* Text *
....

The rationale behind the decision is quite simple: a modest reduction in the risk appetite.

We consider absolute return funds that derive their value from an equity market to be equity exposure, in spite of the manager’s aim to avoid the full movement of the market or its beta. In contrast alternatives exposure, in our view, includes mostly non-equity-orientated strategies.

The absolute return sector often comes under scrutiny given its stated aim, which is, according to the Investment Association, to deliver “positive returns in any market conditions”. And this is still the case even though an overhaul a couple of years ago meant the sector is now called Targeted Absolute Return and its definition has the proviso “but returns are not guaranteed” added to it.

Yet there are some excellent managers within the peer group who exist in this area.

In this instance I shall discuss those with a UK mandate. For a start, it is not a homogenous peer group, unlike long-only UK equity investing where the target is almost always to beat the benchmark.

For absolute return managers the target is to provide just that, but the periods over which managers wish to be assessed will often differ, as do hurdle rates and performance targets.

Investors in these products need to be comfortable with their return expectations and understand the limited-equity beta exposure, which can result in a significant opportunity cost if the market rallies. Of course, the opposite scenario is the reason one would invest in such a strategy.

One of the most prominent criticisms levelled against the absolute return sector is high costs.

The products are often relatively expensive, although the managers would argue this is justified.

In particular, performance fee hurdle rates, which are often set above a cash benchmark, can appear lucrative for the manager, especially in the prevailing low-rate environment.

....

* Entries shown *

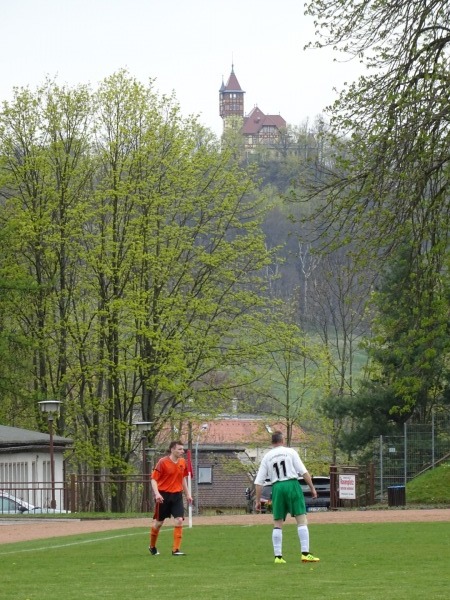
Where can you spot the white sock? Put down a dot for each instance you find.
(303, 536)
(277, 541)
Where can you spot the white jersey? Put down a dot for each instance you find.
(280, 464)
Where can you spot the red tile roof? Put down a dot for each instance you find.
(256, 120)
(246, 431)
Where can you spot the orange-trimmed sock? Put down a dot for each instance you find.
(177, 535)
(153, 536)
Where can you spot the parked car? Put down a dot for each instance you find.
(266, 498)
(10, 504)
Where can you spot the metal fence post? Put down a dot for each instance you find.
(381, 468)
(405, 457)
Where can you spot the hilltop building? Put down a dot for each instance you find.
(257, 128)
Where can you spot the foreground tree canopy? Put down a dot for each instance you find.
(133, 253)
(388, 192)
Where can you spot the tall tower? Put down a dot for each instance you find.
(231, 102)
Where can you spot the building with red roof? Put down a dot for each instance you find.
(257, 128)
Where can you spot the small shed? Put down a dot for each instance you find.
(25, 464)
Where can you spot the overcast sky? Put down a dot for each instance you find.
(186, 45)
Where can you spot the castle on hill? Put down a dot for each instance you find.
(256, 128)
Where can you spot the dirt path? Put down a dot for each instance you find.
(30, 529)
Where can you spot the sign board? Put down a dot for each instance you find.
(347, 487)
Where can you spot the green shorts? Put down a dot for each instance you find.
(287, 497)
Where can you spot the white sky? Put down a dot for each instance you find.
(186, 45)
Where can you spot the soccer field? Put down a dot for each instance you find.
(402, 561)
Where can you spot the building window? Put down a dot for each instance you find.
(205, 475)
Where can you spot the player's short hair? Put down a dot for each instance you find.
(277, 437)
(175, 443)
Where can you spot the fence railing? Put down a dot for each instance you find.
(420, 447)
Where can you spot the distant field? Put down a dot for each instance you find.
(403, 561)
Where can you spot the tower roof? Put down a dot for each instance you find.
(232, 84)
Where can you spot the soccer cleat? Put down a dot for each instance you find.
(309, 558)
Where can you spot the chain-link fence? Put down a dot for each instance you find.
(400, 458)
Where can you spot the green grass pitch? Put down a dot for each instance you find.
(402, 561)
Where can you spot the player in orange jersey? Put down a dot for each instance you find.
(169, 480)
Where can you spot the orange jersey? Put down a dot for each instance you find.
(169, 475)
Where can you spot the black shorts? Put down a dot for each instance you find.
(171, 507)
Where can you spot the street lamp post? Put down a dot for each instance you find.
(143, 427)
(204, 427)
(50, 408)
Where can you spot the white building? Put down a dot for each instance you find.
(25, 465)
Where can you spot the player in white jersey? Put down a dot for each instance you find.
(283, 467)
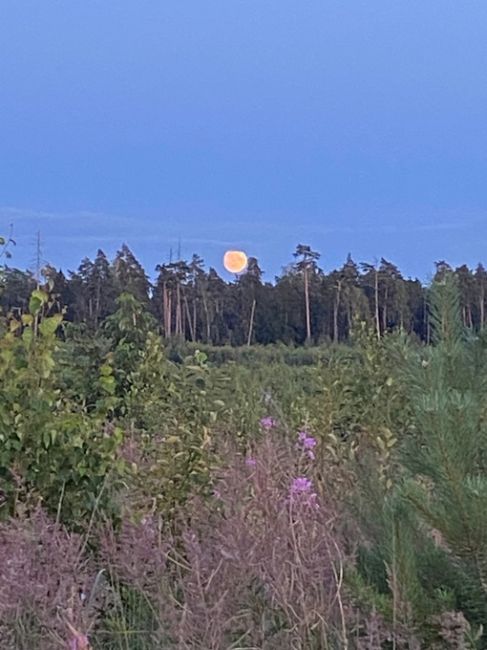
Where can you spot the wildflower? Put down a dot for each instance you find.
(79, 642)
(301, 485)
(268, 423)
(308, 443)
(301, 492)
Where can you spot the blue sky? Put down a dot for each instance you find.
(352, 126)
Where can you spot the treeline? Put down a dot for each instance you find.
(303, 304)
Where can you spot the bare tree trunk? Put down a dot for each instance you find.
(188, 315)
(377, 314)
(251, 324)
(207, 315)
(179, 325)
(306, 300)
(384, 310)
(336, 308)
(482, 308)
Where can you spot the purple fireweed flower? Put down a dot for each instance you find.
(308, 443)
(301, 492)
(268, 423)
(301, 485)
(79, 642)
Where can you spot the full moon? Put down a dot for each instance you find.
(235, 261)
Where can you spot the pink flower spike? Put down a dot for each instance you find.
(79, 642)
(268, 423)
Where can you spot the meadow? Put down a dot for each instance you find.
(170, 494)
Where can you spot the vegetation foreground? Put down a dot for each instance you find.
(156, 496)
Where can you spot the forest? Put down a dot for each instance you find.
(214, 465)
(304, 304)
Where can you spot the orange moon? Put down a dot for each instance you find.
(235, 261)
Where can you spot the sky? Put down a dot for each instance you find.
(352, 126)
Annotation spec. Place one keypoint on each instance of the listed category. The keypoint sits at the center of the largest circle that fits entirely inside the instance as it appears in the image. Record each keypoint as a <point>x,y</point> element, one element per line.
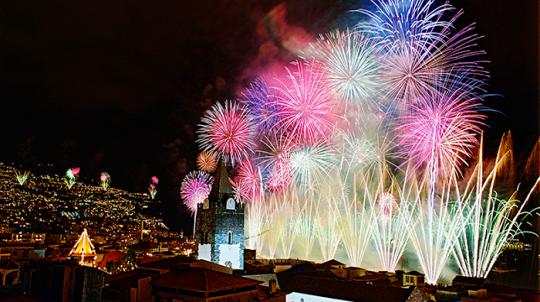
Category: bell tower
<point>220,224</point>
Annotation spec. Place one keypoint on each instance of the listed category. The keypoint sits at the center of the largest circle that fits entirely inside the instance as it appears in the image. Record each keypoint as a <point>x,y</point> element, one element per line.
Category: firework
<point>310,163</point>
<point>258,98</point>
<point>441,130</point>
<point>105,180</point>
<point>22,176</point>
<point>71,177</point>
<point>351,65</point>
<point>152,187</point>
<point>195,189</point>
<point>227,131</point>
<point>304,108</point>
<point>492,221</point>
<point>419,49</point>
<point>361,146</point>
<point>206,162</point>
<point>247,182</point>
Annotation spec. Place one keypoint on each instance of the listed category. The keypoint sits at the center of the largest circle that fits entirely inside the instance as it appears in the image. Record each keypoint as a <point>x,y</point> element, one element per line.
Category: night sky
<point>119,86</point>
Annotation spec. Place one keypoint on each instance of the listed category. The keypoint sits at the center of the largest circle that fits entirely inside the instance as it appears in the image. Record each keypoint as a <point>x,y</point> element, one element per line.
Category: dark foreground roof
<point>202,280</point>
<point>338,289</point>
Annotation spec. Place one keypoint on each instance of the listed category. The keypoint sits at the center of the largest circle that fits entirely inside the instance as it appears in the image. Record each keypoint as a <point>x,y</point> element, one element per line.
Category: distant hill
<point>45,204</point>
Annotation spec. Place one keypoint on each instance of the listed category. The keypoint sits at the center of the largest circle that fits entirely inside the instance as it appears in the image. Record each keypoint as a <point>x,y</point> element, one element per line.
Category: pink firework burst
<point>227,130</point>
<point>441,130</point>
<point>274,158</point>
<point>195,189</point>
<point>206,162</point>
<point>303,106</point>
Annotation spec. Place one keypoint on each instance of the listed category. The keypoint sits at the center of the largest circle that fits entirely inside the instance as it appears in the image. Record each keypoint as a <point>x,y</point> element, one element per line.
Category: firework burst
<point>305,110</point>
<point>419,49</point>
<point>105,180</point>
<point>258,99</point>
<point>441,130</point>
<point>351,65</point>
<point>227,131</point>
<point>206,162</point>
<point>195,189</point>
<point>71,177</point>
<point>22,176</point>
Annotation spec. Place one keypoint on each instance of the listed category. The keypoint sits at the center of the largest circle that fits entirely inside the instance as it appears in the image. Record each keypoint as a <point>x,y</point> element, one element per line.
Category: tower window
<point>231,204</point>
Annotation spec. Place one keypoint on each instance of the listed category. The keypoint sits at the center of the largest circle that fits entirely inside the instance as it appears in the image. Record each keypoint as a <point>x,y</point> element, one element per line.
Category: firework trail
<point>194,189</point>
<point>71,177</point>
<point>22,176</point>
<point>491,221</point>
<point>227,131</point>
<point>152,187</point>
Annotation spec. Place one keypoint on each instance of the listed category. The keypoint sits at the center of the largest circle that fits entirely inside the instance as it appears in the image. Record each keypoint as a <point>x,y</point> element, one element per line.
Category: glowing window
<point>231,204</point>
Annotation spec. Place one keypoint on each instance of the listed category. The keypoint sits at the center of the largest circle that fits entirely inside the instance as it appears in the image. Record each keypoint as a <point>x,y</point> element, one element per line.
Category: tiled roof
<point>337,289</point>
<point>202,280</point>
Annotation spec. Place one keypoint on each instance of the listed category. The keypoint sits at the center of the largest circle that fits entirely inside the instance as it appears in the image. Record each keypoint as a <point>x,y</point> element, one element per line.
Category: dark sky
<point>119,86</point>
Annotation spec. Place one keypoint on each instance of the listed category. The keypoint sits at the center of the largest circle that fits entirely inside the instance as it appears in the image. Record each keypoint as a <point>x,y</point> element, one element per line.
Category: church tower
<point>220,224</point>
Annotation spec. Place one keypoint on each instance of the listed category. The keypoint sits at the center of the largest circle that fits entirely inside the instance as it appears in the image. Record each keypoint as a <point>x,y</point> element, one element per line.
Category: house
<point>134,285</point>
<point>413,278</point>
<point>326,286</point>
<point>200,284</point>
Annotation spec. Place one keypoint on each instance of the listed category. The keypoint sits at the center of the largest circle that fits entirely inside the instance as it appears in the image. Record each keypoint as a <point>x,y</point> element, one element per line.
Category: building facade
<point>220,224</point>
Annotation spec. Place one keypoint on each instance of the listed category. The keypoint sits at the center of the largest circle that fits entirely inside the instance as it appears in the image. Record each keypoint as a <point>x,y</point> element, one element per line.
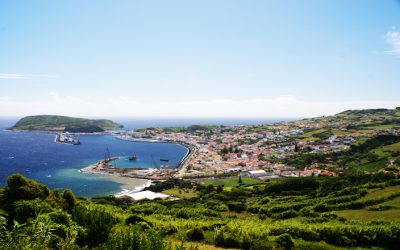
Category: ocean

....

* Written exercise *
Copy out the absolute return funds text above word for word, from start to finish.

* The solution *
The rationale behind the decision is quite simple: a modest reduction in the risk appetite.

We consider absolute return funds that derive their value from an equity market to be equity exposure, in spite of the manager’s aim to avoid the full movement of the market or its beta. In contrast alternatives exposure, in our view, includes mostly non-equity-orientated strategies.

The absolute return sector often comes under scrutiny given its stated aim, which is, according to the Investment Association, to deliver “positive returns in any market conditions”. And this is still the case even though an overhaul a couple of years ago meant the sector is now called Targeted Absolute Return and its definition has the proviso “but returns are not guaranteed” added to it.

Yet there are some excellent managers within the peer group who exist in this area.

In this instance I shall discuss those with a UK mandate. For a start, it is not a homogenous peer group, unlike long-only UK equity investing where the target is almost always to beat the benchmark.

For absolute return managers the target is to provide just that, but the periods over which managers wish to be assessed will often differ, as do hurdle rates and performance targets.

Investors in these products need to be comfortable with their return expectations and understand the limited-equity beta exposure, which can result in a significant opportunity cost if the market rallies. Of course, the opposite scenario is the reason one would invest in such a strategy.

One of the most prominent criticisms levelled against the absolute return sector is high costs.

The products are often relatively expensive, although the managers would argue this is justified.

In particular, performance fee hurdle rates, which are often set above a cash benchmark, can appear lucrative for the manager, especially in the prevailing low-rate environment.